Stopping right after the line with "Query: wooden stick", please reproduce the material below exactly from its first line.

=======

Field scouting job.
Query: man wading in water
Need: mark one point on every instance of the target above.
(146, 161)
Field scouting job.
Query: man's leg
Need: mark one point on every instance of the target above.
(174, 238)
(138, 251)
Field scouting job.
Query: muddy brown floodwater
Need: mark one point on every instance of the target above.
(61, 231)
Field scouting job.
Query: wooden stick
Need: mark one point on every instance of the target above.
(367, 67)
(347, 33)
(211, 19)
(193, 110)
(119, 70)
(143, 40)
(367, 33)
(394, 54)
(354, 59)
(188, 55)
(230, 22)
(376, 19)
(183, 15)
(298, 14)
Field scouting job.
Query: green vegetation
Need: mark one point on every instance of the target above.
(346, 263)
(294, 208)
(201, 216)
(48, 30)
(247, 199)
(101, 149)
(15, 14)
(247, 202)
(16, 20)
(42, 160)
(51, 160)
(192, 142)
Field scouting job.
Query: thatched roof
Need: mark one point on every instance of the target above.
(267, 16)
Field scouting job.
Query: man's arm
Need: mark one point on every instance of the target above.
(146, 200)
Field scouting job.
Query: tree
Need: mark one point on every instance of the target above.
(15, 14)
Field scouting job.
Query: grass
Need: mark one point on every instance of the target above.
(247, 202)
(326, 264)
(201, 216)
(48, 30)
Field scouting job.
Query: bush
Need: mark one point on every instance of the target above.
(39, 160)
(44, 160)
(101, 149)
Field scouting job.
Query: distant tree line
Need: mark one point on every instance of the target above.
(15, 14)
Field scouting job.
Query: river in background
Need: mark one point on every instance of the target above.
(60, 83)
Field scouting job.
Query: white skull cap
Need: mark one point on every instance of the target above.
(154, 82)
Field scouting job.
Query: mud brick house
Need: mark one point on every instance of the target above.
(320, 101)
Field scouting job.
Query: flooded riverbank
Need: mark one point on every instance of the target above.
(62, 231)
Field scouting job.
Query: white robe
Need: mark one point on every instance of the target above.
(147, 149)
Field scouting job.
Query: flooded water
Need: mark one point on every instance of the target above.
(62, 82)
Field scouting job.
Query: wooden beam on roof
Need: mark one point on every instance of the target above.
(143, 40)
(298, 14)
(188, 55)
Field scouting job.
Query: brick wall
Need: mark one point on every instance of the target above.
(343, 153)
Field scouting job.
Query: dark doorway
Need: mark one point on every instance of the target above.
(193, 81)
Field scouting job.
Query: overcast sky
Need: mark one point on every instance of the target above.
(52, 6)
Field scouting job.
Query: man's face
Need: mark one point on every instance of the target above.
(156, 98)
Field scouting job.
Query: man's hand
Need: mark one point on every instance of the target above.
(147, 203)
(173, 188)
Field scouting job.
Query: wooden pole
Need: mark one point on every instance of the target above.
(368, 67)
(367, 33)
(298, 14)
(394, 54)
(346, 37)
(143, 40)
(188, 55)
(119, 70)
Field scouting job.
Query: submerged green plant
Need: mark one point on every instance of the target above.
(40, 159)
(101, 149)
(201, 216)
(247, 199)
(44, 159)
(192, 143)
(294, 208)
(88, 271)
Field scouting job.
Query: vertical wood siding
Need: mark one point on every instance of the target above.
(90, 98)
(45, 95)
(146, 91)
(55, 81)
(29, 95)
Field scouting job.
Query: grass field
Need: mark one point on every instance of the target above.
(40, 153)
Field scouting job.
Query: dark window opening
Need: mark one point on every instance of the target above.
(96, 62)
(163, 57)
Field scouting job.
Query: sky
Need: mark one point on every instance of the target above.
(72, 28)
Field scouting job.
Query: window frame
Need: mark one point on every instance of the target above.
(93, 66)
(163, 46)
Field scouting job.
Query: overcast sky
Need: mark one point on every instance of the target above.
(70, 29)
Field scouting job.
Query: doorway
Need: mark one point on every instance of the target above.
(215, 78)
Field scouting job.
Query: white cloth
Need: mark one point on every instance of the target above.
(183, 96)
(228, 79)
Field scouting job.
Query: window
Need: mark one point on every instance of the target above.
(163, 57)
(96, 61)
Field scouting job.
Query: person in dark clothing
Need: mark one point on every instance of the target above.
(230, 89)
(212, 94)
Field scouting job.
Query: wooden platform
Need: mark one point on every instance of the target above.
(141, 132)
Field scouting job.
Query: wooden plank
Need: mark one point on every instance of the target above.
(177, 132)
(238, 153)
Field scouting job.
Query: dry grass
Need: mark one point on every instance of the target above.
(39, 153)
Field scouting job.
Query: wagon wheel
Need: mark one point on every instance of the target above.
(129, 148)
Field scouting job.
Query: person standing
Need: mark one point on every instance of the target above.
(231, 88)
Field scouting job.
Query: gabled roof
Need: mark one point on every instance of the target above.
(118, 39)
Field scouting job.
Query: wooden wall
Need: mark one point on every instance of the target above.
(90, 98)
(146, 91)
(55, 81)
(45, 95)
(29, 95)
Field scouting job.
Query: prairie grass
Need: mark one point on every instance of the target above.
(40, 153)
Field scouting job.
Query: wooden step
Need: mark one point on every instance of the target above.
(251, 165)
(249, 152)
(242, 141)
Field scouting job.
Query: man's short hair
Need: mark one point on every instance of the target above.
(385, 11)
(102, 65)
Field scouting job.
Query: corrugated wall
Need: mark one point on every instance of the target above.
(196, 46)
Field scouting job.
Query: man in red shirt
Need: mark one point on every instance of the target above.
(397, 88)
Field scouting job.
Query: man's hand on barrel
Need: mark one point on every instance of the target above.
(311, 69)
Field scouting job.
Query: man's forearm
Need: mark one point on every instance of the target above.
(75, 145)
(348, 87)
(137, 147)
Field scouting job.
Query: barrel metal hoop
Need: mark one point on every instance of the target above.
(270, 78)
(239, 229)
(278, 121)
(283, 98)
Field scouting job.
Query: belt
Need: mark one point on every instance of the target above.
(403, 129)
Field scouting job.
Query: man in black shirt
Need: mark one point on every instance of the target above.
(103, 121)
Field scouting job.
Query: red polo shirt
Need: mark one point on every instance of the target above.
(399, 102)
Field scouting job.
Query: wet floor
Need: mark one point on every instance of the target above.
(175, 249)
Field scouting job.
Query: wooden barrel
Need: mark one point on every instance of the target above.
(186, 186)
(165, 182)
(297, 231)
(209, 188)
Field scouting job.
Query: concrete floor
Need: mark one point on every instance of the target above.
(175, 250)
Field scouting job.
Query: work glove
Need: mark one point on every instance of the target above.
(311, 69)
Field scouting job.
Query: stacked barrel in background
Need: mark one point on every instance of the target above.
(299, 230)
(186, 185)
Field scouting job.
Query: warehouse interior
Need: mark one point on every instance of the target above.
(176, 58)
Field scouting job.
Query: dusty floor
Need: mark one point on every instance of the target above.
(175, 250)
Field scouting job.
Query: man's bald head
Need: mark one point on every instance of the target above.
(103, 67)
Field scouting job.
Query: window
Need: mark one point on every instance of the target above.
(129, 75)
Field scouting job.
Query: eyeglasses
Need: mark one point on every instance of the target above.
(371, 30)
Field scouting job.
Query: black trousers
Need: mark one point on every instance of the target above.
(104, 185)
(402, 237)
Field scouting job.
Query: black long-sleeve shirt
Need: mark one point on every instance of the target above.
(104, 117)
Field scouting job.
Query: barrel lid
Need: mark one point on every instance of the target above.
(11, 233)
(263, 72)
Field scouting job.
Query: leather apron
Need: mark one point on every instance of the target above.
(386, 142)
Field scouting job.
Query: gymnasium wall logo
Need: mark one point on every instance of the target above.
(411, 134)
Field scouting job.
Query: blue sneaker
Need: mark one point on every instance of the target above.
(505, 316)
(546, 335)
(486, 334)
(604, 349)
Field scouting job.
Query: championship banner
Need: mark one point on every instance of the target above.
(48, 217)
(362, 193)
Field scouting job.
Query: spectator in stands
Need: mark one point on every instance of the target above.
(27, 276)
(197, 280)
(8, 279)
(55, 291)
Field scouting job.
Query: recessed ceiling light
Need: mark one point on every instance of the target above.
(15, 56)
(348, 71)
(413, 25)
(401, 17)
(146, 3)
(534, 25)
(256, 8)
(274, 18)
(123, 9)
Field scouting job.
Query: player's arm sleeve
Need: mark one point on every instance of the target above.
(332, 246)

=======

▶ _Written reply_:
Field scouting job.
Query: man wading in water
Need: mark one point on every instance of the target above.
(146, 161)
Field scouting job.
Query: man's leg
Need: mark one point on every instance of the target above.
(174, 238)
(138, 251)
Field scouting job.
Query: muddy brown floodwater
Need: mark one point on every instance of the target above.
(61, 231)
Field scouting job.
Query: wooden stick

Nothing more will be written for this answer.